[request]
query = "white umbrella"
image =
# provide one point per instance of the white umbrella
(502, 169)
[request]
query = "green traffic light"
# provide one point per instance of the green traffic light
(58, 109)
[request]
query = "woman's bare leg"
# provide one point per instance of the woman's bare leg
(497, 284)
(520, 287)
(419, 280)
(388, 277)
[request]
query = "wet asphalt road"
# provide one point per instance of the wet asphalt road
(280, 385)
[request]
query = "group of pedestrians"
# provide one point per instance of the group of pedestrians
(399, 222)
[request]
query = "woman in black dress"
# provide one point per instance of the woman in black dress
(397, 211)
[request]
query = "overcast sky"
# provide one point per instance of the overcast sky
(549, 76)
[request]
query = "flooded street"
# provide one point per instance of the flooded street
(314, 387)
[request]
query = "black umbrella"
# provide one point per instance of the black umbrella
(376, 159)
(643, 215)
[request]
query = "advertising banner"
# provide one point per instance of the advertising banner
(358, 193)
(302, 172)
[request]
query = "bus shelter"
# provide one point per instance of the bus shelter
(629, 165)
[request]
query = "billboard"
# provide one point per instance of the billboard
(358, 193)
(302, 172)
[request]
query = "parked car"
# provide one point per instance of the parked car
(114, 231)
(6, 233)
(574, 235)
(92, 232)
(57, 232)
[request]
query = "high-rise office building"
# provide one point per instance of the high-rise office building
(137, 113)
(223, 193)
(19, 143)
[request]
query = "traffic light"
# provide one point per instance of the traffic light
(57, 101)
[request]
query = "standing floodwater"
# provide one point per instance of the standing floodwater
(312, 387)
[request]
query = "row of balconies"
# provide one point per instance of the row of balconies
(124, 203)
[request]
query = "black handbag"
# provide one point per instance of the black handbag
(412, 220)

──────────

## EXERCISE DETAILS
Without omitting anything, output the entries exactly.

## RESPONSE
[request]
query = "white umbrella"
image =
# provide one point per instance of the white umbrella
(502, 169)
[request]
query = "green traffic light"
# provide one point per instance of the green traffic light
(58, 109)
[request]
query = "woman's bare leg"
# provide one point per instance of the woman's bare leg
(497, 284)
(520, 287)
(419, 280)
(388, 277)
[request]
query = "wet asphalt road"
# provide one point per instance of the wet asphalt road
(280, 385)
[request]
query = "group of pedestrians"
# provide one point per instance of the group of pedestrians
(399, 222)
[request]
query = "woman in black dress"
# provide one point per instance of the woman in black dress
(397, 211)
[request]
query = "overcast sky"
# provide one point per instance of the overcast sky
(549, 76)
[request]
query = "flooded street"
# provide one point per instance of the flooded street
(314, 387)
[request]
query = "black umbrella"
# provide one point per instance of the black umbrella
(376, 159)
(643, 215)
[request]
query = "advertising banner"
# provide one point per instance of the advertising banner
(358, 193)
(302, 172)
[request]
query = "bus shelter"
# provide one point per instance of the bus shelter
(629, 165)
[request]
query = "billboard"
# provide one point per instance of the billboard
(358, 193)
(302, 172)
[request]
query = "parked car"
# provide one point per instance of the parked car
(114, 231)
(6, 233)
(574, 235)
(92, 232)
(57, 232)
[request]
query = "high-rise office building"
# provide one point per instance of the high-rise office building
(137, 113)
(223, 193)
(19, 143)
[request]
query = "traffic light"
# provide one point per instance of the traffic light
(57, 101)
[request]
query = "standing floodwater"
# provide one point per instance of the standing floodwater
(312, 387)
[request]
query = "row of balconies"
# provide one point per instance of the row of balconies
(124, 203)
[request]
query = "black handbag"
# provide one point per instance of the black handbag
(412, 220)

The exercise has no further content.